What is asked. Locate each line below that contains the string "flower" and copy those lines out. Case counts.

Source records.
** start **

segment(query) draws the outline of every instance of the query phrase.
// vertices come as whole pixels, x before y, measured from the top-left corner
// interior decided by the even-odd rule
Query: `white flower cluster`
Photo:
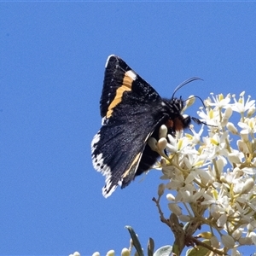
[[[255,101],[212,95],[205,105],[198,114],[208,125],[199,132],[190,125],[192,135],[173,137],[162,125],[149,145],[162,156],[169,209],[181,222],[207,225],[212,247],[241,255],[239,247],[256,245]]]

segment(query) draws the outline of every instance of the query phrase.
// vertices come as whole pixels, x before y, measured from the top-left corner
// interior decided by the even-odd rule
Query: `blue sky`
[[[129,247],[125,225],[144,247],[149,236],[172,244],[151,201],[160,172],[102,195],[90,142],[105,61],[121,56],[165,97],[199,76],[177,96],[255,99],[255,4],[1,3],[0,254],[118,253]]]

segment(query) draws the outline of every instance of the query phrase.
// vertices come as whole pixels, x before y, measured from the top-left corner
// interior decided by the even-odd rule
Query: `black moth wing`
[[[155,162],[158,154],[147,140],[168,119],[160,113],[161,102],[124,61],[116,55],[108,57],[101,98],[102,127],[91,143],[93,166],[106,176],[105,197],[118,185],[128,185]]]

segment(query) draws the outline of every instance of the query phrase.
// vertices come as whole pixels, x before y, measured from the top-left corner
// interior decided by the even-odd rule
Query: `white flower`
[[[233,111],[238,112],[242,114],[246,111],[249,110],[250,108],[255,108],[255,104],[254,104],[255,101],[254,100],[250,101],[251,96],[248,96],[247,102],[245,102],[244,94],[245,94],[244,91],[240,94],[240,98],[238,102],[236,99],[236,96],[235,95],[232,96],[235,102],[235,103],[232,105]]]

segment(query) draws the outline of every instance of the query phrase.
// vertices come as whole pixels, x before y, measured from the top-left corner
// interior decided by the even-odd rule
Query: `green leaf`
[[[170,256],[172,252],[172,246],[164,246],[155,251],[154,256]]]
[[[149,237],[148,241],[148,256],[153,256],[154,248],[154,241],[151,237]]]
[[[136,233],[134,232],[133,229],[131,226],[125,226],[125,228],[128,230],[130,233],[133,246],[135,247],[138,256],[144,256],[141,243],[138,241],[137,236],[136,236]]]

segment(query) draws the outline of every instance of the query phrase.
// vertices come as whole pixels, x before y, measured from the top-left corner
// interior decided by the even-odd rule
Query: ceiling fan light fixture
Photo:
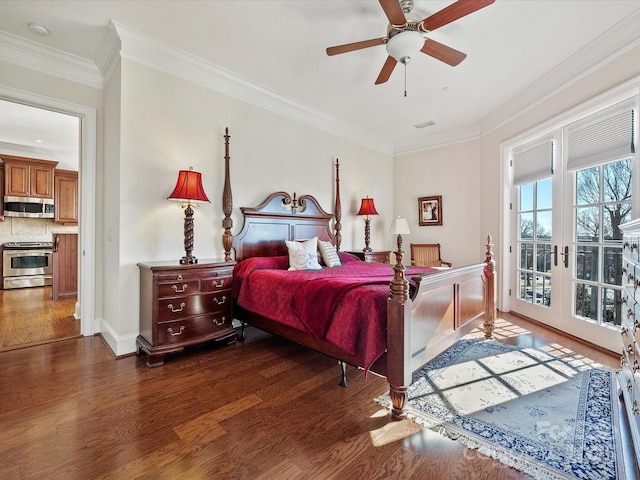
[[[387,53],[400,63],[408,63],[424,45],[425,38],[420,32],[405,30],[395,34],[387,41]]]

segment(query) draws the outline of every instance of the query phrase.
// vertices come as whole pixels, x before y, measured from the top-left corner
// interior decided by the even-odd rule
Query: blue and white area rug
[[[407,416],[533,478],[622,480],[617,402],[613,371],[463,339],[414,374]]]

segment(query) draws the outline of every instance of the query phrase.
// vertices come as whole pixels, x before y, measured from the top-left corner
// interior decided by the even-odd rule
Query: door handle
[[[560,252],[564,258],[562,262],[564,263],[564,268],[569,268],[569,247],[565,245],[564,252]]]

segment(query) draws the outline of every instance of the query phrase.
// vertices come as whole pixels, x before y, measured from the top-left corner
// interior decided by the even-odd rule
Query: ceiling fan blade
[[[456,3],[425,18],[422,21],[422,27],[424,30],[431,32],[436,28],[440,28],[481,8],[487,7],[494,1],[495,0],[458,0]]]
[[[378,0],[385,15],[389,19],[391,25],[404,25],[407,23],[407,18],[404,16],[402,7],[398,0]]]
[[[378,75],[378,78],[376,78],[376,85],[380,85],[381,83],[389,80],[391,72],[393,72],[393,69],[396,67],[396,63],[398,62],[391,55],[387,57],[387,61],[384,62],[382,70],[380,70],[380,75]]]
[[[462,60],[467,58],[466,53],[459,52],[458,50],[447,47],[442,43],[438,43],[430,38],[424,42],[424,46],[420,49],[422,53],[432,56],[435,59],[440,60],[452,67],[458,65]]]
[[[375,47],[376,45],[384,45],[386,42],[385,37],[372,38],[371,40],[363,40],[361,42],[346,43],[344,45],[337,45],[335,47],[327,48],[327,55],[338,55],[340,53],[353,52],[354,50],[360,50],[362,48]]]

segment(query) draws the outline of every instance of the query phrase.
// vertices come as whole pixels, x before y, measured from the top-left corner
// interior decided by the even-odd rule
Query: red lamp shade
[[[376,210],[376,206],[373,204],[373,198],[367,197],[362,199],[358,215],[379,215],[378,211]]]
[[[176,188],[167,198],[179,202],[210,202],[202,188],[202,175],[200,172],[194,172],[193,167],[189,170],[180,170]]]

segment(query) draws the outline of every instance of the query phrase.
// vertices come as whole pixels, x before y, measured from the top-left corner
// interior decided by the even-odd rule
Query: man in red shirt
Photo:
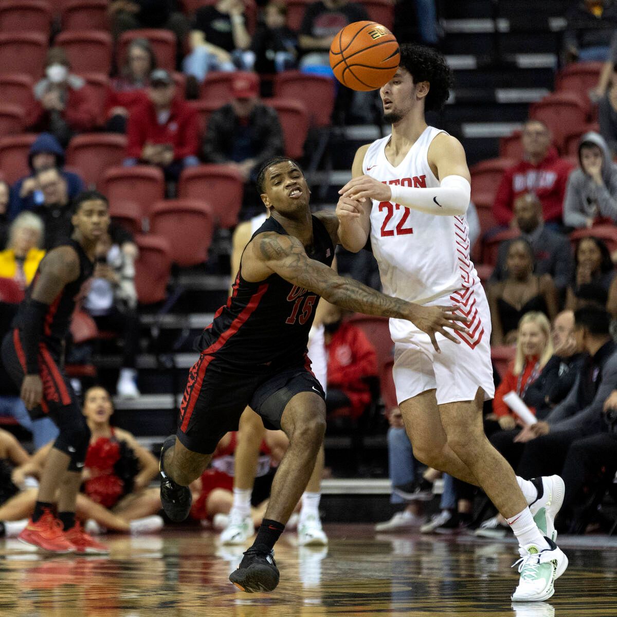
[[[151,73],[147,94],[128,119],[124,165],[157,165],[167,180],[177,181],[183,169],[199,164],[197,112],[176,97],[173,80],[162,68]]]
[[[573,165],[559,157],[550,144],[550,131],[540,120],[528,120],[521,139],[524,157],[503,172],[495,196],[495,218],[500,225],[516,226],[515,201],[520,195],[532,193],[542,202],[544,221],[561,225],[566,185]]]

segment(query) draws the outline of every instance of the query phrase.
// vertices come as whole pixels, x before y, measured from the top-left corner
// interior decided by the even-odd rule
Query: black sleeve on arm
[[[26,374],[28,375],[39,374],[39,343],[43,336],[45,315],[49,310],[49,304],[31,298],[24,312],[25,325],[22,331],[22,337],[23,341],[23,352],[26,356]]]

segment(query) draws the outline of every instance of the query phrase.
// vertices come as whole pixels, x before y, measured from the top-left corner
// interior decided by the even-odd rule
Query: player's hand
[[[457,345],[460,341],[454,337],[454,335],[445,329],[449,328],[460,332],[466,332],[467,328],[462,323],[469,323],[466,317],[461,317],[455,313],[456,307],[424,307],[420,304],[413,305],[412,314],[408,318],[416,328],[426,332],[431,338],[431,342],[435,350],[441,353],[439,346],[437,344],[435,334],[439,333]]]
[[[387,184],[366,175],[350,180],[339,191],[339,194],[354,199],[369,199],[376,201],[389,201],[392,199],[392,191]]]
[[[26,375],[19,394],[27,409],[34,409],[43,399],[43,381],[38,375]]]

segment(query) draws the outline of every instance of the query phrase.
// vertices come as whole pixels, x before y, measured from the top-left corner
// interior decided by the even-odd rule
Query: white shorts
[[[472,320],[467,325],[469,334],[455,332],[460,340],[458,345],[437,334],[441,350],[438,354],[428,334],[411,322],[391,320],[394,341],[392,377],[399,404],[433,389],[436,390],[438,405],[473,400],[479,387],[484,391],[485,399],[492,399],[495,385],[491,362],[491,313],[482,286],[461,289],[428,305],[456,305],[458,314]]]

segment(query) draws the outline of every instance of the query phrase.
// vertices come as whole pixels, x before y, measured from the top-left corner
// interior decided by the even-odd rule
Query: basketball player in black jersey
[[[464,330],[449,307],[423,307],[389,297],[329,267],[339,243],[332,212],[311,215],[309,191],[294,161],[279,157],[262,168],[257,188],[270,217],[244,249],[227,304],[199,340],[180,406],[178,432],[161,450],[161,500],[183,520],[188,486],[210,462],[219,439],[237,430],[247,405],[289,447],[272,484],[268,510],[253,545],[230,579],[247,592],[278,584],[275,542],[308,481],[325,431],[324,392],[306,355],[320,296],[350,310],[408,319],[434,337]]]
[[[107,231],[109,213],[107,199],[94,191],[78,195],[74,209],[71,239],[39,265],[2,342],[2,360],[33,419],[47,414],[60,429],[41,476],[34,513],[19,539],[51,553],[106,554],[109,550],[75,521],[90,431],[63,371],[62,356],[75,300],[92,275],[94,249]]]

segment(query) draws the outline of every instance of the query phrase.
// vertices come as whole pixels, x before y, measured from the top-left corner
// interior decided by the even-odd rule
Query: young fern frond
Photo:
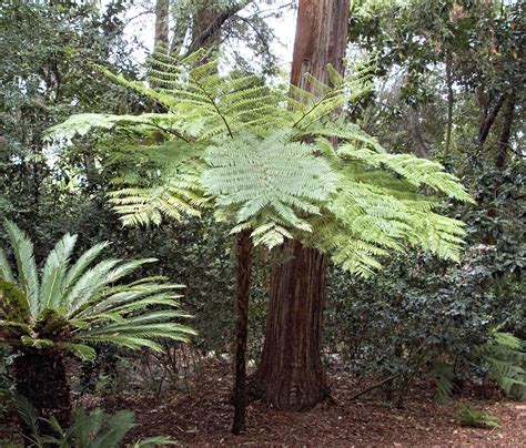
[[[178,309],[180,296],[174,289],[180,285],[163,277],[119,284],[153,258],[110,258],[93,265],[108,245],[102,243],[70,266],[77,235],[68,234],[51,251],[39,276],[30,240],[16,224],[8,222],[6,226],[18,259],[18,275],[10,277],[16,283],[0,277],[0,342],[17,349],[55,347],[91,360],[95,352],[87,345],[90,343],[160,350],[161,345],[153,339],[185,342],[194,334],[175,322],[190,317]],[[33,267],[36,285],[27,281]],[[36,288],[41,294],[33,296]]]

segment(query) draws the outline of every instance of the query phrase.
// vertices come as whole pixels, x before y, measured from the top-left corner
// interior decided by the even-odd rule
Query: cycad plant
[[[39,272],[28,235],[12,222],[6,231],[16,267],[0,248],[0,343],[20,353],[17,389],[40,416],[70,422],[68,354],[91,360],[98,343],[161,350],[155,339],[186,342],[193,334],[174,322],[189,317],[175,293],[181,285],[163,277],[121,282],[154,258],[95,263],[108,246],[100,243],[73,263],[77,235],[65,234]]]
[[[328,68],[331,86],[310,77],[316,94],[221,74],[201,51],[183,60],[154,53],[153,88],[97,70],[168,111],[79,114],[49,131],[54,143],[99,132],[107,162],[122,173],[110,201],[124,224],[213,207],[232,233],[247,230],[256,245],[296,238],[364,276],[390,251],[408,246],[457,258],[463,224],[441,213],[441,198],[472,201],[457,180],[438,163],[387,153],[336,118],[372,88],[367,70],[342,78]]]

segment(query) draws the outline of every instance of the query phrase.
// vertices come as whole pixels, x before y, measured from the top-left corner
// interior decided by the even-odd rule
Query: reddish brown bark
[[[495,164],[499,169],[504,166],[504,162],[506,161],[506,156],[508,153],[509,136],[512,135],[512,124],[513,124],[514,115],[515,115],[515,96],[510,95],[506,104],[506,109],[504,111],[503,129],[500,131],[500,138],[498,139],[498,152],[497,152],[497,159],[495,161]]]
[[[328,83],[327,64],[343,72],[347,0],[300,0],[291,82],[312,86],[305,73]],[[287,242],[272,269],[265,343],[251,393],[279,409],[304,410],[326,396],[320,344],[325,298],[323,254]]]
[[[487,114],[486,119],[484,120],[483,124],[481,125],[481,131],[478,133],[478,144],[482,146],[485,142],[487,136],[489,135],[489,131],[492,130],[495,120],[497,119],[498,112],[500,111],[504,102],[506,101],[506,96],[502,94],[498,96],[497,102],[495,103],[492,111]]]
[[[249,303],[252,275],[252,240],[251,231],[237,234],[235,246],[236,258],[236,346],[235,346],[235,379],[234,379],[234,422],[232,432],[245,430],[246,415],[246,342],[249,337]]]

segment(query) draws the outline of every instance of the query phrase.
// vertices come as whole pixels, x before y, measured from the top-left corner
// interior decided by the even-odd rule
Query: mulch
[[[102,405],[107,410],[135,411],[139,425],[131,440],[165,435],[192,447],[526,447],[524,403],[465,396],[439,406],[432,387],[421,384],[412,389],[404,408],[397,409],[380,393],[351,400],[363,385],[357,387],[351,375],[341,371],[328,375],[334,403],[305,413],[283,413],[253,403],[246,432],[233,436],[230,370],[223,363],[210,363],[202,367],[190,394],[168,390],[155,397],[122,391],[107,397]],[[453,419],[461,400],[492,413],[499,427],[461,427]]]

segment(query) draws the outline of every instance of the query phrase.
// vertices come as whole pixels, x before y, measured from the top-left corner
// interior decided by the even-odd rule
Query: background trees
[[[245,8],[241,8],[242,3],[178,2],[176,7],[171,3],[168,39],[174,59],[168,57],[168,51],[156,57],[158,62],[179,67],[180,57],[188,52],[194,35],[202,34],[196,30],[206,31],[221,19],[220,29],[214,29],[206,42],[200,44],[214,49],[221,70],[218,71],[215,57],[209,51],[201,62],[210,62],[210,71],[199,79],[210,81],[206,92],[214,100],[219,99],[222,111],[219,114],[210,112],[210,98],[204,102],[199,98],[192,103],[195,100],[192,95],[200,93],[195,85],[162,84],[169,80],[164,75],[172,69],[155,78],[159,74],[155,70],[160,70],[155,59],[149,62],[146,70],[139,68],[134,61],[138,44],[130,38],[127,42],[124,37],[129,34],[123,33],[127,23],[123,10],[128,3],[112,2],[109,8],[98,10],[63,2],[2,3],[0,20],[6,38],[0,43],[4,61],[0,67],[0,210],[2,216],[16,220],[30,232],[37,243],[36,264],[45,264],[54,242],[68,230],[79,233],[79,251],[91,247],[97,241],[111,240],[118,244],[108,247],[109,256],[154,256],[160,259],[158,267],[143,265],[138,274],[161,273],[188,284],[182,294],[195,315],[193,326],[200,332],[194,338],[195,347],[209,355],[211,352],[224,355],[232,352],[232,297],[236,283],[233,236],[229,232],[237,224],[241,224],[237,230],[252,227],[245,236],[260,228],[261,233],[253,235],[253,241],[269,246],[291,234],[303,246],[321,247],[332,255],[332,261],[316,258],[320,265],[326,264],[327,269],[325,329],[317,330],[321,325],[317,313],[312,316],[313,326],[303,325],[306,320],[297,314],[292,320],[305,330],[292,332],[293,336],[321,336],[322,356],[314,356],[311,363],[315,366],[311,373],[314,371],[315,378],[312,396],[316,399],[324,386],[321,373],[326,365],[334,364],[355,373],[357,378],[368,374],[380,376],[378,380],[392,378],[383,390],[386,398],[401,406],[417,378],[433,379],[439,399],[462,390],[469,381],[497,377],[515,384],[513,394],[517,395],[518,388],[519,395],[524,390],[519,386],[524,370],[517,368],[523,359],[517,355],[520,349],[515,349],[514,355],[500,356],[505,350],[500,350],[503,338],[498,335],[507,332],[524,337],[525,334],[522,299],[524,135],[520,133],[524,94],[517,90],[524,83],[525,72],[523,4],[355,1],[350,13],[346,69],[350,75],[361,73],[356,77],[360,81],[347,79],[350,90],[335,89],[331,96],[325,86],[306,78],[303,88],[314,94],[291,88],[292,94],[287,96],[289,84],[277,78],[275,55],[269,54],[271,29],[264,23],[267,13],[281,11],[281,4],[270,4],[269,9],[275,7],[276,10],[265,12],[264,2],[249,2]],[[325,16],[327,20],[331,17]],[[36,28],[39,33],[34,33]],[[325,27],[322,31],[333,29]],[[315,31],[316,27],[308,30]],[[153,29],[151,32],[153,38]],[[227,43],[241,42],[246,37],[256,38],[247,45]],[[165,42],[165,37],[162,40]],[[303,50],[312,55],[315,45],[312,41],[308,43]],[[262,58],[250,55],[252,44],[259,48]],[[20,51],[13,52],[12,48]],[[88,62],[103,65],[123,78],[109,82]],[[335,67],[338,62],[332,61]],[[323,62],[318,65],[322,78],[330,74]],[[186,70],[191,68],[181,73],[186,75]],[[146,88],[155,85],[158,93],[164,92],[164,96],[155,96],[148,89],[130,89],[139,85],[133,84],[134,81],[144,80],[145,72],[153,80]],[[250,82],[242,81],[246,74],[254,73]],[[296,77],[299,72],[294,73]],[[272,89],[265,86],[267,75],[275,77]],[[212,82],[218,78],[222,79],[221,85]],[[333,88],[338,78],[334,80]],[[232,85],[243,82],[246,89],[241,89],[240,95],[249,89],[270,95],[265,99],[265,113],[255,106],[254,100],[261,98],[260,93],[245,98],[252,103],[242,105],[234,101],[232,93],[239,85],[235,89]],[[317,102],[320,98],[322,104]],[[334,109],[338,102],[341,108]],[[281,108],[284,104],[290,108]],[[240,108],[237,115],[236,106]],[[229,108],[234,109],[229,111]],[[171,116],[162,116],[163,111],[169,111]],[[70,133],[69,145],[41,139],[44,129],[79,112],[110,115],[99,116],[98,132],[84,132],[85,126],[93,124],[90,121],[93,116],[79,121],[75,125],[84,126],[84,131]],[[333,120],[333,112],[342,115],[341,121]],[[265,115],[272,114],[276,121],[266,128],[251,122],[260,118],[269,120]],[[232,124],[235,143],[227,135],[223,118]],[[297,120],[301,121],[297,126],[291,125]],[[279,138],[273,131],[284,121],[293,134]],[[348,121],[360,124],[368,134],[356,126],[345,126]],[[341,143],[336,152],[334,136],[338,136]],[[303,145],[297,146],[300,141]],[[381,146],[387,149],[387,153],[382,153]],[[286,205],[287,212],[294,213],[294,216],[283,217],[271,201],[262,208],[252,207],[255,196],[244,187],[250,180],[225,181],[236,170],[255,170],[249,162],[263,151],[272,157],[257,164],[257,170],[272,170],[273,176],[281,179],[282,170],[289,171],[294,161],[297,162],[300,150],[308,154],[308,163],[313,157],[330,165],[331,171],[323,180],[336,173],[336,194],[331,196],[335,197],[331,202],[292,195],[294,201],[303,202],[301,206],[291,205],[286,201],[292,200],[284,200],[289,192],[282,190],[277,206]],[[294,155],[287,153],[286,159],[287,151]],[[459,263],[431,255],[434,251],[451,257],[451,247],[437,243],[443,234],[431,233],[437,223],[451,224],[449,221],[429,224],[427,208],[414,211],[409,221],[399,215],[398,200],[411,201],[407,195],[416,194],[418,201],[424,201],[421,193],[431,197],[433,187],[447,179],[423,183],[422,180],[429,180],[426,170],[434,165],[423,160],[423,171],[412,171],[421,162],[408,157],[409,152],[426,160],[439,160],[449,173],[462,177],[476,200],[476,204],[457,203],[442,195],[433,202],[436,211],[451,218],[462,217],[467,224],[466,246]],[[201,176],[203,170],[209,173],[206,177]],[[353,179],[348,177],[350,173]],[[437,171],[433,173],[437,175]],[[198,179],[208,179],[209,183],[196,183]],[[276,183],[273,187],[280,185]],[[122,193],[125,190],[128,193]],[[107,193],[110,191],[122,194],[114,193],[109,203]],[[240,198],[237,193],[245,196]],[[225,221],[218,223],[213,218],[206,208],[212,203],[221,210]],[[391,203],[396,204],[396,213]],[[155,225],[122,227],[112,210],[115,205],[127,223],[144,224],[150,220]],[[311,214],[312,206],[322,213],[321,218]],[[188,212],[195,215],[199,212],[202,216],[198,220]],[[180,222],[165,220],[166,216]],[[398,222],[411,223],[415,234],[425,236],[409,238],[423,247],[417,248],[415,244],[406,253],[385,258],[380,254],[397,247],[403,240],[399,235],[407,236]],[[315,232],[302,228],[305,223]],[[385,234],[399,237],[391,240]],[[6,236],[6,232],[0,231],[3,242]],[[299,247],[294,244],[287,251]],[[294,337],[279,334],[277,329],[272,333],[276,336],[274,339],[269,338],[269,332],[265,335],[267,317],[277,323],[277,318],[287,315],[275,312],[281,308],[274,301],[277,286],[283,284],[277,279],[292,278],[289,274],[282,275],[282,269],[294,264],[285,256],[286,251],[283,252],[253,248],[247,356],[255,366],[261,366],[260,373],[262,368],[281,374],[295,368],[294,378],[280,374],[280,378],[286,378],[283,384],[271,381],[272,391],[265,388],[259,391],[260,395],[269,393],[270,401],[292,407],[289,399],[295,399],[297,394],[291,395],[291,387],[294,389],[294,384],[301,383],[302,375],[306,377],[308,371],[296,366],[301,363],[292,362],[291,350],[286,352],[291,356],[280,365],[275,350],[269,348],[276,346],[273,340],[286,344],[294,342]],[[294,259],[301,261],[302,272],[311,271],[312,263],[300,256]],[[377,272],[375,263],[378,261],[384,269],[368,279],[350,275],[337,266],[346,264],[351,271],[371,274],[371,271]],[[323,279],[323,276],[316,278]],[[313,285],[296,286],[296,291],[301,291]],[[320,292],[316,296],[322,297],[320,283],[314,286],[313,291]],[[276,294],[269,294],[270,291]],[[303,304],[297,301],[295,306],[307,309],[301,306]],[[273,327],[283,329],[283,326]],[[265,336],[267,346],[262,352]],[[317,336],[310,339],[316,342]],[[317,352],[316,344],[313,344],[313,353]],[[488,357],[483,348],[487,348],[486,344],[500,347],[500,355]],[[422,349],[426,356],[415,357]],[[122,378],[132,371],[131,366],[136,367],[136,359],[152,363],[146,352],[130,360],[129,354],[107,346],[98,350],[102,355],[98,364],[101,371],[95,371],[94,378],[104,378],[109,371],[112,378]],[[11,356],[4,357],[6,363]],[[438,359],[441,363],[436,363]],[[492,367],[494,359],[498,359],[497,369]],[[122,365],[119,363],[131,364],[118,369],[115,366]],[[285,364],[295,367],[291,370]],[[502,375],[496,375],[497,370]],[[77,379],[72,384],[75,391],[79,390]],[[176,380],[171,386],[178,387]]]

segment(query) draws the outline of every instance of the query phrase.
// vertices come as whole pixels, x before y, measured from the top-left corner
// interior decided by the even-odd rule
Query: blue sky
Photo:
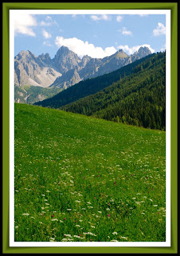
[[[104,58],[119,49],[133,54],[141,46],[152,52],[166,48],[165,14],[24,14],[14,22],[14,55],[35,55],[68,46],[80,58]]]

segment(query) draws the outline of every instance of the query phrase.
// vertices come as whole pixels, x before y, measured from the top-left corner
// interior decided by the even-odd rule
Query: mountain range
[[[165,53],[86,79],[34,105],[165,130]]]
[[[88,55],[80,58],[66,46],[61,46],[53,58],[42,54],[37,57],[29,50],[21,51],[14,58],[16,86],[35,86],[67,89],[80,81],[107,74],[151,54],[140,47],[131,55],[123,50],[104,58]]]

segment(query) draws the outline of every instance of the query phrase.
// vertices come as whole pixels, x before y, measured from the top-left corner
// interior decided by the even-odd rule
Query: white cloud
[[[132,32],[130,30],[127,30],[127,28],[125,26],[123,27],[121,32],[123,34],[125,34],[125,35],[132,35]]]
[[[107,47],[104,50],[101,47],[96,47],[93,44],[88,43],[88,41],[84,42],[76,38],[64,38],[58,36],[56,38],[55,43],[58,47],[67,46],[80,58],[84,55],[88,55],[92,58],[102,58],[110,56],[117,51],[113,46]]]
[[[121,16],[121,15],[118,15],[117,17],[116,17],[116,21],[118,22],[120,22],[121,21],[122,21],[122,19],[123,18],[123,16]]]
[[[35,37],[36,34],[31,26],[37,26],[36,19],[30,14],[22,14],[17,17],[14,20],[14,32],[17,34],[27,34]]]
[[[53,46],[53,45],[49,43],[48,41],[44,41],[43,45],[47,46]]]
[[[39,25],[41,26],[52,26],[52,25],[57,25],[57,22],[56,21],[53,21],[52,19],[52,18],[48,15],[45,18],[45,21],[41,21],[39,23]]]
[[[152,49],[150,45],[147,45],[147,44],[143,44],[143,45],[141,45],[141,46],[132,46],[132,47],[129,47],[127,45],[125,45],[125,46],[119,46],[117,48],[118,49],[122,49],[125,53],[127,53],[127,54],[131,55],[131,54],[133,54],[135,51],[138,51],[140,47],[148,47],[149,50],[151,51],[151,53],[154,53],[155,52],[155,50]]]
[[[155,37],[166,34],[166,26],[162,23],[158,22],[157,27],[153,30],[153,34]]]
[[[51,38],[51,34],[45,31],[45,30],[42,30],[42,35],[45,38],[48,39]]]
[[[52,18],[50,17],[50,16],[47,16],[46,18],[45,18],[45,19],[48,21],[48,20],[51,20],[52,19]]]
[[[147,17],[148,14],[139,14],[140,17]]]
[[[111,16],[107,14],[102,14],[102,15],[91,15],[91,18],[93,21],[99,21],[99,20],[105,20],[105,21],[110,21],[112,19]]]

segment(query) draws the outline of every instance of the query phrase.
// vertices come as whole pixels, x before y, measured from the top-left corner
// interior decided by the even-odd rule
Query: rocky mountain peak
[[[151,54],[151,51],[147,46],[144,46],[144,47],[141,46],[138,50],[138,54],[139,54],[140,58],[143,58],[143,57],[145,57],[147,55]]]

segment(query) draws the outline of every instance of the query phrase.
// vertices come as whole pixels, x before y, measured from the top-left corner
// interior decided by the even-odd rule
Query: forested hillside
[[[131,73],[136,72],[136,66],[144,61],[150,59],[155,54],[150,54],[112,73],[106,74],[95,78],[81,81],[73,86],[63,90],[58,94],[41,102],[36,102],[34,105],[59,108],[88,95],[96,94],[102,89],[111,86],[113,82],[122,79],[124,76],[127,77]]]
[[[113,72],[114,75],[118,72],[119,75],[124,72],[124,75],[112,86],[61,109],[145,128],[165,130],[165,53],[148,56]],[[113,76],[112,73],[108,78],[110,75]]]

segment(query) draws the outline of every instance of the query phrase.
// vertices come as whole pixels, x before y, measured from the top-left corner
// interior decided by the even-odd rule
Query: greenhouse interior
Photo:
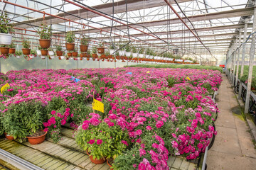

** end **

Answer for this exercise.
Query: `white flower cluster`
Query: `white flower`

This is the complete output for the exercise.